DO THIS:
Restate, word for word, all of the material shown below.

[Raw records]
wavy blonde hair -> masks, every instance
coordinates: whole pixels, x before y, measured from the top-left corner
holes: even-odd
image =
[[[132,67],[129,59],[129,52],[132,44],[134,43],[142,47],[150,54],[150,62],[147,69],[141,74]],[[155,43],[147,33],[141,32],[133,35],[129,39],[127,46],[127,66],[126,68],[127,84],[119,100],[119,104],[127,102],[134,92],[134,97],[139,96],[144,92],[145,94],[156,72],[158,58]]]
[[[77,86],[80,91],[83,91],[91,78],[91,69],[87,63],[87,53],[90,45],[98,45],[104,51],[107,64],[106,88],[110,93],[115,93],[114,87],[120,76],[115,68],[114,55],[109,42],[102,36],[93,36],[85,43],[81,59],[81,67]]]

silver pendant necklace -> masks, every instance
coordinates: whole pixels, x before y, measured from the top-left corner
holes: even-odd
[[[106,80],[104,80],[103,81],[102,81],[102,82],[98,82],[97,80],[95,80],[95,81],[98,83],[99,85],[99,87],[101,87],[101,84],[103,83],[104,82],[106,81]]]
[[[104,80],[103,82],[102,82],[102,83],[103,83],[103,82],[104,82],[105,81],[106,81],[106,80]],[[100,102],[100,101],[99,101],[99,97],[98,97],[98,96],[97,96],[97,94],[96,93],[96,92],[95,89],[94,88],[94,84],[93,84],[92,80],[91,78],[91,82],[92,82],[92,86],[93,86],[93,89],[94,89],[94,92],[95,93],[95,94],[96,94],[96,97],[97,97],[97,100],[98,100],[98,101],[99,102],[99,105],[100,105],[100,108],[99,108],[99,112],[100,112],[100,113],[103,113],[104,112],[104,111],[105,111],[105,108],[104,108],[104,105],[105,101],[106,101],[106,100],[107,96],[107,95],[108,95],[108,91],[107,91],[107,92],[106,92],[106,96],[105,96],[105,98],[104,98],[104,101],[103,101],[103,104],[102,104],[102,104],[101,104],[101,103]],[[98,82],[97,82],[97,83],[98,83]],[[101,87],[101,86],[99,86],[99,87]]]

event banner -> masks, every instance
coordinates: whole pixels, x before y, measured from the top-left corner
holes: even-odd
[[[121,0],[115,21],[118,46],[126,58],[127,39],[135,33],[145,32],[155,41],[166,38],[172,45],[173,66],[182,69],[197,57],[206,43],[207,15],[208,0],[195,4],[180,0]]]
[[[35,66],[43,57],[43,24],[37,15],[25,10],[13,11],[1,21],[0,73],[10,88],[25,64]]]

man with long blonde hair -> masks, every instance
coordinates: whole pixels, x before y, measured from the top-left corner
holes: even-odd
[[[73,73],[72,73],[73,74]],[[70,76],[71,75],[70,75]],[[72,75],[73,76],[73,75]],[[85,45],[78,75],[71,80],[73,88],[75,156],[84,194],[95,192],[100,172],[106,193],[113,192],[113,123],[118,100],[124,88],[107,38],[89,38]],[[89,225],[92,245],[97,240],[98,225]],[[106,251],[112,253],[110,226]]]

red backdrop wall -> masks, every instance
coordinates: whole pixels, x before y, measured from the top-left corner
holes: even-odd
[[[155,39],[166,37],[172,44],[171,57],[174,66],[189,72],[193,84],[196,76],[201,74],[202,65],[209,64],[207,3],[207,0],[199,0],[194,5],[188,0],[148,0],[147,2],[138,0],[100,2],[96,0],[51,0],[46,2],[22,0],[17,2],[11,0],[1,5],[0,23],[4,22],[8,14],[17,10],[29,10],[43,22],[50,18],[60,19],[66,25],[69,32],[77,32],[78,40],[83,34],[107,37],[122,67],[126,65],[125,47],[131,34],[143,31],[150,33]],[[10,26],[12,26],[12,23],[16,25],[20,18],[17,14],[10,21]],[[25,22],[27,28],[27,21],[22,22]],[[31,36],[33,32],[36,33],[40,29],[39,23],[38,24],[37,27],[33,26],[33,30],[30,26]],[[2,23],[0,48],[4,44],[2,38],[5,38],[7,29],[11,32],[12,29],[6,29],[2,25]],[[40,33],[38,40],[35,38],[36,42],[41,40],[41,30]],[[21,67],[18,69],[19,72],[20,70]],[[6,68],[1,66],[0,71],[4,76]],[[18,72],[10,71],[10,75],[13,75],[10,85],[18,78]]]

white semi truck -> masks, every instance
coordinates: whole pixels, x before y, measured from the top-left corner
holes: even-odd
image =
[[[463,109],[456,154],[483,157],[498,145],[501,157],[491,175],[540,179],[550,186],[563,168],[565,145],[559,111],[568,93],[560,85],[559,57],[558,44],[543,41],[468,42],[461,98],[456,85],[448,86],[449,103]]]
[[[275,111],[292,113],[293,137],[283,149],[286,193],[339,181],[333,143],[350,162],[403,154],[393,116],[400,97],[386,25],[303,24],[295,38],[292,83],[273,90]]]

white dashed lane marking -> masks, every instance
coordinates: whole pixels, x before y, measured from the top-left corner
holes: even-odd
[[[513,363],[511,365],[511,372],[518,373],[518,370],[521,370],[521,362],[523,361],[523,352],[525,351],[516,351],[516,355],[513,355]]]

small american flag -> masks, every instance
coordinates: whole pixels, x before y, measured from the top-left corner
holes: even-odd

RESPONSE TO THE TASK:
wavy blonde hair -> masks, every instance
coordinates: whole pixels, x before y, measured from the top-left corner
holes: even-odd
image =
[[[132,67],[129,59],[129,52],[132,44],[134,43],[142,47],[150,54],[150,62],[147,69],[141,74]],[[155,43],[147,33],[141,32],[133,35],[129,39],[127,46],[127,66],[126,68],[127,84],[119,100],[119,104],[127,102],[134,92],[134,97],[139,96],[144,92],[145,94],[156,72],[158,58]]]
[[[77,86],[80,91],[83,91],[91,78],[91,69],[87,63],[87,53],[90,45],[98,45],[104,51],[107,64],[106,88],[110,93],[115,93],[114,87],[120,76],[115,68],[114,55],[109,42],[102,36],[93,36],[85,43],[81,59],[81,67]]]

silver pendant necklace -> masks, every instance
coordinates: whole pixels, x before y, measured from the top-left corner
holes: even-odd
[[[106,80],[104,80],[103,81],[102,81],[102,82],[98,82],[97,80],[95,80],[95,81],[98,83],[99,85],[99,87],[101,87],[101,84],[103,83],[104,82],[106,81]]]
[[[104,80],[103,82],[102,82],[102,83],[103,83],[103,82],[104,82],[105,81],[106,81],[106,80]],[[100,102],[100,101],[99,101],[99,97],[98,97],[98,96],[97,96],[97,94],[96,93],[96,92],[95,89],[94,88],[94,84],[93,84],[92,80],[91,78],[91,82],[92,82],[92,86],[93,86],[93,89],[94,89],[94,92],[95,93],[95,94],[96,94],[96,97],[97,97],[97,100],[98,100],[98,101],[99,102],[99,105],[100,105],[100,108],[99,108],[99,112],[100,112],[100,113],[103,113],[104,112],[104,111],[105,111],[105,108],[104,108],[104,105],[105,101],[106,101],[106,100],[107,96],[107,95],[108,95],[108,91],[107,91],[107,92],[106,92],[106,96],[105,96],[105,98],[104,98],[104,101],[103,101],[103,104],[102,104],[102,104],[101,104],[101,103]],[[98,82],[97,82],[97,83],[98,83]],[[101,87],[101,86],[99,86],[99,87]]]

event banner -> masks, every instance
coordinates: whole pixels, x before y, measured from the top-left corner
holes: even-odd
[[[121,0],[115,21],[118,46],[126,58],[127,39],[135,33],[145,32],[155,41],[166,38],[172,45],[173,66],[182,69],[197,57],[206,43],[207,15],[208,0],[195,4],[180,0]]]
[[[35,66],[43,57],[43,24],[37,15],[25,10],[13,11],[1,21],[0,73],[10,88],[25,64]]]

man with long blonde hair -> masks, every instance
coordinates: whole pixels, x before y, measured from the top-left corner
holes: even-odd
[[[73,73],[72,73],[73,74]],[[70,76],[71,75],[70,75]],[[72,75],[73,76],[73,75]],[[85,45],[78,75],[71,80],[73,88],[75,156],[84,194],[95,192],[100,172],[106,193],[113,192],[113,123],[118,100],[124,88],[107,38],[89,38]],[[89,225],[92,245],[97,240],[98,225]],[[106,251],[112,253],[110,226]]]

red backdrop wall -> masks, every instance
coordinates: whole pixels, x before y, measured from the top-left corner
holes: even-odd
[[[155,39],[166,37],[172,44],[171,57],[174,66],[189,72],[193,84],[196,76],[201,74],[202,65],[209,64],[207,3],[207,0],[199,0],[194,5],[188,0],[148,0],[147,2],[138,0],[100,2],[96,0],[51,0],[46,2],[22,0],[17,2],[11,0],[1,5],[0,23],[4,22],[8,14],[17,10],[29,10],[43,22],[50,18],[60,19],[66,25],[69,32],[77,32],[78,40],[83,34],[107,37],[122,67],[126,65],[125,47],[131,34],[143,31],[150,33]],[[10,26],[12,26],[12,23],[16,25],[20,18],[17,14],[10,21]],[[25,22],[27,28],[27,21],[22,22]],[[31,36],[33,32],[36,33],[40,29],[39,23],[38,24],[37,27],[33,26],[33,30],[30,26]],[[2,23],[0,48],[4,44],[2,38],[5,38],[7,29],[11,32],[12,29],[6,29],[2,25]],[[40,33],[38,40],[35,38],[36,42],[41,40],[41,30]],[[21,67],[18,69],[19,72],[20,70]],[[6,68],[1,66],[0,71],[4,76]],[[18,72],[10,71],[10,75],[13,75],[10,85],[18,78]]]

white semi truck -> masks, every instance
coordinates: whole pixels, x before y, measured from the top-left corner
holes: even-odd
image =
[[[463,109],[456,154],[483,157],[498,145],[501,157],[491,175],[540,179],[550,186],[563,168],[565,145],[559,111],[568,93],[560,85],[559,57],[558,44],[543,41],[468,42],[461,98],[456,85],[448,86],[449,103]]]
[[[275,111],[292,113],[293,137],[283,149],[286,193],[339,181],[333,143],[350,162],[403,154],[393,116],[400,97],[386,25],[303,24],[295,38],[292,83],[273,90]]]

white dashed lane marking -> masks, every instance
coordinates: whole pixels, x before y, measured from the top-left corner
holes: even-odd
[[[513,363],[511,365],[511,372],[518,373],[518,370],[521,370],[521,362],[523,361],[523,352],[525,351],[516,351],[516,355],[513,355]]]

small american flag -> masks, every instance
coordinates: whole pixels, x before y, measured from the top-left corner
holes: even-odd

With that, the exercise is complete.